• [TESTO ESTRATTO]:
===============
Al film della Rohrwacher, regista che aveva già vinto il Grand Prix a Cannes per il suo Le meraviglie, è andato invece il riconoscimento per la miglior sceneggiatura, ex aequo con 3 Faces dell’iraniano Jafar Panahi. «Grazie a tutti quelli che mi hanno permesso di realizzare questo film con questa sceneggiatura così bislacca e hanno preso seriamente il mio script», ha dichiarato l’autrice. «Grazie soprattutto ad Adriano, Lazzaro del film, che ha deciso di buttarsi in questa avventura».
In un’edizione molto al femminile, segnata evidentemente dal movimento #metoo (da menzionare, a riguardo, l’intervento di Asia Argento contro Harvey Weinstein durante la premiazione), la nostra Alice Rohrwacher era una delle tre registe donne presenti nel concorso ufficiale. Con lei c’erano anche la francese Eva Husson e soprattutto la libanese Nadine Labaki, che con il suo Capharnaum sulla tragedia dei migranti è riuscita ad aggiudicarsi il Premio della giuria. Prima della cerimonia di chiusura, il film sembrava in pole per la Palma d’Oro, ma a vedere la griglia dei premi principali a contendersi sino all’ultimo il riconoscimento maggiore con il giapponese Kore-eda sembrano esser stati altri titoli: il polacco Cold War del premio Oscar Pavel Pawlikowski, che ha vinto la Palma per la miglior regia; la commedia anti-Trump del grande Spike Lee, Blackkklansman, ispirata alla vera storia di Ron Stallworth, che nel 1972 s’infiltro con un collega nel Ku Klux Klan, che ha ottenuto il Grand prix; ed infine Le livre d’image dell’eterno maestro Jean-Luc Godard che, dopo aver sorpreso tutti nei giorni scorsi partecipando alla conferenza stampa tramite uno smartphone e FaceTime, è stato premiato con una Palma speciale, che a molti è sembrata più che altro un premio alla carriera. «Dopo aver visto il film, non riuscivamo a smettere di parlarne», ha affermato in seguito Cate Blanchett. «È rimasto con noi per tutto il Festival. E’ un film che suscita sorpresa, emozioni, a tratti anche collera. Godard è un autore che non smette mai di sperimentare e di pensare il futuro. Ma questo premio non è una Palma alla carriera», ci ha tenuto infine a precisare.
===============
[Record del dataset]
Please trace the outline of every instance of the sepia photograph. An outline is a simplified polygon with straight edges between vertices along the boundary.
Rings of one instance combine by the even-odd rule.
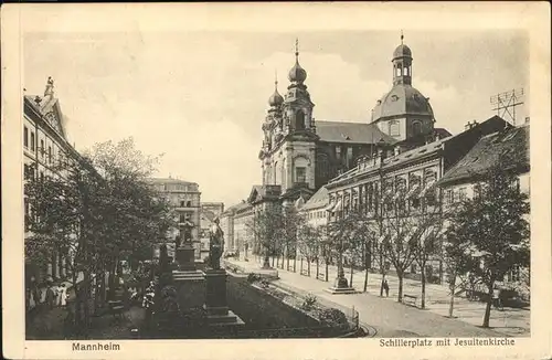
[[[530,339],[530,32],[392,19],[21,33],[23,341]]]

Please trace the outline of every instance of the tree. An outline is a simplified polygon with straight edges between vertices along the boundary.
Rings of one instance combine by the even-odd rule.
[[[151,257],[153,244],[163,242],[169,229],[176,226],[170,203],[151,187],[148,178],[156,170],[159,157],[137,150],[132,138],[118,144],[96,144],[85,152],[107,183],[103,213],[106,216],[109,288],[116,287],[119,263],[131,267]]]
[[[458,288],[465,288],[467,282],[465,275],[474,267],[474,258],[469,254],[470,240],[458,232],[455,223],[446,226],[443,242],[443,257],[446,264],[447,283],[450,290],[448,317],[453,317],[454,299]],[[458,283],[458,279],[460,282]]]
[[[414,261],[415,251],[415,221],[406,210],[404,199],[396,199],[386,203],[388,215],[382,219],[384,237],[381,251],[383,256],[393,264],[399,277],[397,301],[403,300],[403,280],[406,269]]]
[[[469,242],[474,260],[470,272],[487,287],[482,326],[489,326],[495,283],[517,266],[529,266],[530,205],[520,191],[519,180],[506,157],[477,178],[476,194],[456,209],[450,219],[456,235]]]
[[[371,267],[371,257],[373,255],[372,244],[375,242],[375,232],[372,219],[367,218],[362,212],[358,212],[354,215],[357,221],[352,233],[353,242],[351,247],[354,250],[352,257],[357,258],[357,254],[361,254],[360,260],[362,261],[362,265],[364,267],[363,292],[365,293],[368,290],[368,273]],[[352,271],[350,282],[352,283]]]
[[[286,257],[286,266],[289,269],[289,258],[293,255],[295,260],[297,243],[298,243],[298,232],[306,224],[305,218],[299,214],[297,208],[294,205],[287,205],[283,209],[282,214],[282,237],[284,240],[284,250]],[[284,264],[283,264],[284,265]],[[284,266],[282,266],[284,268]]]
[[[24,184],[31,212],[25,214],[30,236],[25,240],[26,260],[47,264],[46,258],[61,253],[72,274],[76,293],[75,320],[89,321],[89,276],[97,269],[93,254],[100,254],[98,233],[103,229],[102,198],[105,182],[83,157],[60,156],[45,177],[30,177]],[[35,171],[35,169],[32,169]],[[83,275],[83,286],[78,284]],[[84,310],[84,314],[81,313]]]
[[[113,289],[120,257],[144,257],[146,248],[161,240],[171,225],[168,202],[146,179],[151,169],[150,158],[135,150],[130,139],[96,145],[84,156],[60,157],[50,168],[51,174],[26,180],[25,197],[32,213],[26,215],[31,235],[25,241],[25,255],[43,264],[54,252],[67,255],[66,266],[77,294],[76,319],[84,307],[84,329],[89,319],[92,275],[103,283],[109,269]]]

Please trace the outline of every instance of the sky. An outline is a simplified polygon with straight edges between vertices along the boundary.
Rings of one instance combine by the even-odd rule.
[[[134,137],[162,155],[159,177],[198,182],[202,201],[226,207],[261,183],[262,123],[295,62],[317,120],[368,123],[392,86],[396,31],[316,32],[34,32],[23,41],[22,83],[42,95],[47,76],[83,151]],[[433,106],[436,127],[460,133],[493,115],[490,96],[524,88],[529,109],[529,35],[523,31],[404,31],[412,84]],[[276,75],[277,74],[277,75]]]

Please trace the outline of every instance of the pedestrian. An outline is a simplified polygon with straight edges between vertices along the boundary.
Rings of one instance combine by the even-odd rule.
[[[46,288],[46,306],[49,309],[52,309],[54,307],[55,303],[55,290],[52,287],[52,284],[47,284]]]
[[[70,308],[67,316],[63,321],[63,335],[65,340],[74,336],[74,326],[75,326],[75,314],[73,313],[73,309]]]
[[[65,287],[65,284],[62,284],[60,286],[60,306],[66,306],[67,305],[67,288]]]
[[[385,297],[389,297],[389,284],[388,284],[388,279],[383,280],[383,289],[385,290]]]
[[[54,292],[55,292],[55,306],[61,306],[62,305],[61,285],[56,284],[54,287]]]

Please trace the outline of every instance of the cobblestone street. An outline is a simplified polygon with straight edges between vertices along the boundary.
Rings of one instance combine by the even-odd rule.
===============
• [ESERCIZI DA SVOLGERE]:
1. Ricopia fedelmente il tratto dell'elenco che va dalla riga contenente "Please trace the outline of every instance of the pedestrian." fino alla fine dell'elenco, estremi compresi.
2. Continua l'articolo sui premi del Festival di Cannes a partire dall'ultima frase riportata.

• [SOLUZIONI DELL'ESERCIZIO]:
1.
Please trace the outline of every instance of the pedestrian. An outline is a simplified polygon with straight edges between vertices along the boundary.
Rings of one instance combine by the even-odd rule.
[[[46,288],[46,306],[49,309],[52,309],[54,307],[55,303],[55,290],[52,287],[52,284],[47,284]]]
[[[70,308],[67,316],[63,321],[63,335],[65,340],[74,336],[74,326],[75,326],[75,314],[73,313],[73,309]]]
[[[65,287],[65,284],[62,284],[60,286],[60,306],[66,306],[67,305],[67,288]]]
[[[385,297],[389,297],[389,284],[388,284],[388,279],[383,280],[383,289],[385,290]]]
[[[54,292],[55,292],[55,306],[61,306],[62,305],[61,285],[56,284],[54,287]]]

Please trace the outline of every instance of the cobblestone street. An outline is a simplified polygon with straight edges between vertices along the boundary.
Rings of one instance combine by the even-odd rule.

2.
I verdetti della presidentessa Blanchett e dei suoi colleghi non devono essere stati semplici, data la qualità delle pellicole in gara, ma il clima festoso che ha avvolto questa edizione avrà di certo reso piacevole il loro lavoro durante i giorni della kermesse. A dare la cifra dell’atmosfera del festival, il concerto di Sting e Shaggy, che hanno cantato sulla Montèe de Marches a fine cerimonia. Una chiusura in grande stile, cose che solo a Cannes si possono vedere. À la prochaine.